**Set exercise:** Copy out all of the records below character for character, leaving out the pictures.

**Excerpted records:**
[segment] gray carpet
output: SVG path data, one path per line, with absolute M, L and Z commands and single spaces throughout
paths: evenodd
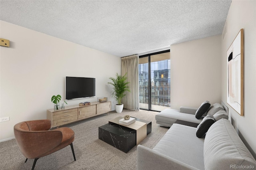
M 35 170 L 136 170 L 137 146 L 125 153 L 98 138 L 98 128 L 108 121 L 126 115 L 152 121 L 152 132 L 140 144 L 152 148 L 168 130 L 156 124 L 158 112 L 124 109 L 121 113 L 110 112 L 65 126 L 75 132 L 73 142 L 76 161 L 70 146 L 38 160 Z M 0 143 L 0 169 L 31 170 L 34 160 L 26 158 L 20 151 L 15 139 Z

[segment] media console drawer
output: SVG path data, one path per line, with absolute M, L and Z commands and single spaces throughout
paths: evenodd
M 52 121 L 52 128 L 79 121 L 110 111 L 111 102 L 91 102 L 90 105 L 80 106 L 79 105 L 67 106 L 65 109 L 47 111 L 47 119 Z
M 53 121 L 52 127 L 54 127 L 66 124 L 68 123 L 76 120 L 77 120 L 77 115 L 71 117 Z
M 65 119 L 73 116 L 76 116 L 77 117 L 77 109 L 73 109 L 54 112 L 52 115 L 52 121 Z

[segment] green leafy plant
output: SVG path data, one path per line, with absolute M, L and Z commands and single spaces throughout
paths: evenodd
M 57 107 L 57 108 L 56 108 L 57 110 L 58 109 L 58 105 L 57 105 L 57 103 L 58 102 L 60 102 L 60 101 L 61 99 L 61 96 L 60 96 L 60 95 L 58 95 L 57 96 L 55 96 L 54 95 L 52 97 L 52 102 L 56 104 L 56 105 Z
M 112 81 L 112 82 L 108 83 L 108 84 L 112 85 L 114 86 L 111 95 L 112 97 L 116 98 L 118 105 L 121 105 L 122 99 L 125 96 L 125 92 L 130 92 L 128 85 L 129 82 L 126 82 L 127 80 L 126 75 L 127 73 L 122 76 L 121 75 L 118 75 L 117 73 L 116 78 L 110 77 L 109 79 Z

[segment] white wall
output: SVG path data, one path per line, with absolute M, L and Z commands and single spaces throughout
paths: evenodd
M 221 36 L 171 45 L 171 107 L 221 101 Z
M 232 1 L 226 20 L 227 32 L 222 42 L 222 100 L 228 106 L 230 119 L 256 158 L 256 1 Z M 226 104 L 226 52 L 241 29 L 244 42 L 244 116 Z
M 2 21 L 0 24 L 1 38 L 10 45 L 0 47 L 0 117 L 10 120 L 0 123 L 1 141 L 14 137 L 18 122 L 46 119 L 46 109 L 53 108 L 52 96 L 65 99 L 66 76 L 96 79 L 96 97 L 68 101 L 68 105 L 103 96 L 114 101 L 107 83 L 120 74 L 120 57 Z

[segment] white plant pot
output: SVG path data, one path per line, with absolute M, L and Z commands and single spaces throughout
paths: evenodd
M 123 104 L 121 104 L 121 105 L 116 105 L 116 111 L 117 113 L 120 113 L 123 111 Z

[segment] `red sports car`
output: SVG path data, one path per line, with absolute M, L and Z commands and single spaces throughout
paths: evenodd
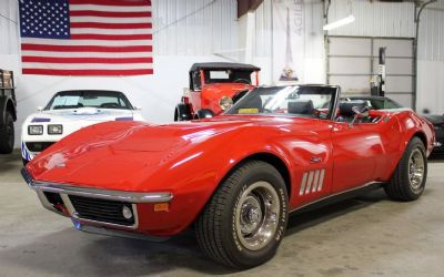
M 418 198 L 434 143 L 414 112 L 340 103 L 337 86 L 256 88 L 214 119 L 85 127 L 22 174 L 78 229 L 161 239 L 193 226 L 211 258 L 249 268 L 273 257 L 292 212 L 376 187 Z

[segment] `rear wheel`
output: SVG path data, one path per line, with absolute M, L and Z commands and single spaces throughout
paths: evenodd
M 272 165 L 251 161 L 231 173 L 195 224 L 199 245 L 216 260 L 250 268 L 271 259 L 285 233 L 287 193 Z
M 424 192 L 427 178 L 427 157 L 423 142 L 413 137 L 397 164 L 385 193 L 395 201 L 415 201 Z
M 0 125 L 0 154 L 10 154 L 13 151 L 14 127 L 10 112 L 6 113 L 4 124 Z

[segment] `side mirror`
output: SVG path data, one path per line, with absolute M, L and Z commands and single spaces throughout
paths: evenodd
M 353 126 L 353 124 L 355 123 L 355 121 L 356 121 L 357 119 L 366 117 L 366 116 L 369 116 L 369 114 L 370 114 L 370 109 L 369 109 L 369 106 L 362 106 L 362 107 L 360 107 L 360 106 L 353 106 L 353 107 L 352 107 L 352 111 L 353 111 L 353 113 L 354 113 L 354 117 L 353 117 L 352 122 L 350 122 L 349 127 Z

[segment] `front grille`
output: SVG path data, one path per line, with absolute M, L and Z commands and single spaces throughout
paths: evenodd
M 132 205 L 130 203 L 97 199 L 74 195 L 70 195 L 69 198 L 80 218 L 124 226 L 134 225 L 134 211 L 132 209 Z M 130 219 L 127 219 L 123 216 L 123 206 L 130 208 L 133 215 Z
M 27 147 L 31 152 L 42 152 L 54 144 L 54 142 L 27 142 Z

**Solution for this exercise:**
[segment] gray carpet
output: SVG path data, one path per line, with absolute M, L and Z commands and single spaces throughout
paths: evenodd
M 35 170 L 136 170 L 137 146 L 125 153 L 98 138 L 98 128 L 108 121 L 126 115 L 152 121 L 152 132 L 140 144 L 152 148 L 168 130 L 156 124 L 158 112 L 124 109 L 121 113 L 110 112 L 65 126 L 75 132 L 73 142 L 76 161 L 70 146 L 38 160 Z M 0 143 L 0 169 L 31 170 L 34 160 L 26 158 L 20 151 L 15 139 Z

[segment] media console drawer
output: SVG path data, one path per line, with absolute M, L and Z commands and single spaces throughout
paths: evenodd
M 52 121 L 52 128 L 79 121 L 110 111 L 111 102 L 91 102 L 90 105 L 80 106 L 79 105 L 67 106 L 65 109 L 47 111 L 47 119 Z
M 53 121 L 52 127 L 54 127 L 66 124 L 68 123 L 76 120 L 77 120 L 77 115 L 71 117 Z
M 65 119 L 73 116 L 76 116 L 77 117 L 77 109 L 73 109 L 54 112 L 52 115 L 52 121 Z

[segment] green leafy plant
output: SVG path data, one path per line, with absolute M, L and Z commands and single spaces throughout
paths: evenodd
M 57 107 L 57 108 L 56 108 L 57 110 L 58 109 L 58 105 L 57 105 L 57 103 L 58 102 L 60 102 L 60 101 L 61 99 L 61 96 L 60 96 L 60 95 L 58 95 L 57 96 L 55 96 L 54 95 L 52 97 L 52 102 L 56 104 L 56 105 Z
M 112 81 L 112 82 L 108 83 L 108 84 L 112 85 L 114 86 L 111 95 L 112 97 L 116 98 L 118 105 L 121 105 L 122 99 L 125 96 L 125 92 L 130 92 L 128 85 L 129 82 L 126 82 L 127 80 L 126 75 L 127 73 L 122 76 L 121 75 L 118 75 L 117 73 L 116 78 L 110 77 L 109 79 Z

[segment] white wall
output: SVG path data, one path per line, with absolute M, L and Z commands and single spaces throughout
paths: evenodd
M 221 36 L 171 45 L 171 107 L 221 101 Z
M 232 1 L 226 20 L 227 32 L 222 42 L 222 100 L 228 106 L 230 119 L 256 158 L 256 1 Z M 226 104 L 226 52 L 241 29 L 244 42 L 244 116 Z
M 2 21 L 0 24 L 1 38 L 10 45 L 0 47 L 0 117 L 10 120 L 0 123 L 1 141 L 14 137 L 18 122 L 46 119 L 46 109 L 53 108 L 52 96 L 65 99 L 66 76 L 96 79 L 96 97 L 68 101 L 68 105 L 103 96 L 114 101 L 107 83 L 120 74 L 120 57 Z

[segment] white plant pot
output: SVG path data, one path per line, with absolute M, L and Z commands and single spaces throughout
paths: evenodd
M 123 104 L 121 104 L 121 105 L 116 105 L 116 111 L 117 113 L 120 113 L 123 111 Z

[segment] `red sports car`
output: SVG path data, one path per line, with absolute M, L and Z commands and single spaces throughout
paths: evenodd
M 418 198 L 434 143 L 414 112 L 340 103 L 337 86 L 256 88 L 214 119 L 85 127 L 22 174 L 78 229 L 161 239 L 193 226 L 211 258 L 249 268 L 273 257 L 292 212 L 376 187 Z

[segment] `rear wheel`
output: SVG path data, one path per line, with absolute M, L and Z commands and single spaces throughout
paths: evenodd
M 272 165 L 251 161 L 231 173 L 195 224 L 199 245 L 216 260 L 250 268 L 271 259 L 285 233 L 287 193 Z
M 424 192 L 427 178 L 427 157 L 423 142 L 413 137 L 397 164 L 385 193 L 395 201 L 415 201 Z
M 0 125 L 0 154 L 10 154 L 13 151 L 14 127 L 10 112 L 6 113 L 4 124 Z

[segment] `side mirror`
output: SVG path data, one path per line, with absolute M, L and Z commands and single spaces throughout
paths: evenodd
M 353 126 L 353 124 L 355 123 L 355 121 L 356 121 L 357 119 L 366 117 L 366 116 L 369 116 L 369 114 L 370 114 L 370 109 L 369 109 L 369 106 L 362 106 L 362 107 L 360 107 L 360 106 L 353 106 L 353 107 L 352 107 L 352 111 L 353 111 L 353 113 L 354 113 L 354 117 L 353 117 L 352 122 L 350 122 L 349 127 Z

[segment] `front grille`
output: SVG path data, one path per line, with absolute M, L and Z commands and single spaces throughout
paths: evenodd
M 132 205 L 130 203 L 97 199 L 74 195 L 70 195 L 69 198 L 80 218 L 124 226 L 134 225 L 134 211 L 132 209 Z M 130 219 L 127 219 L 123 216 L 123 206 L 130 208 L 133 215 Z
M 27 147 L 31 152 L 42 152 L 54 144 L 54 142 L 27 142 Z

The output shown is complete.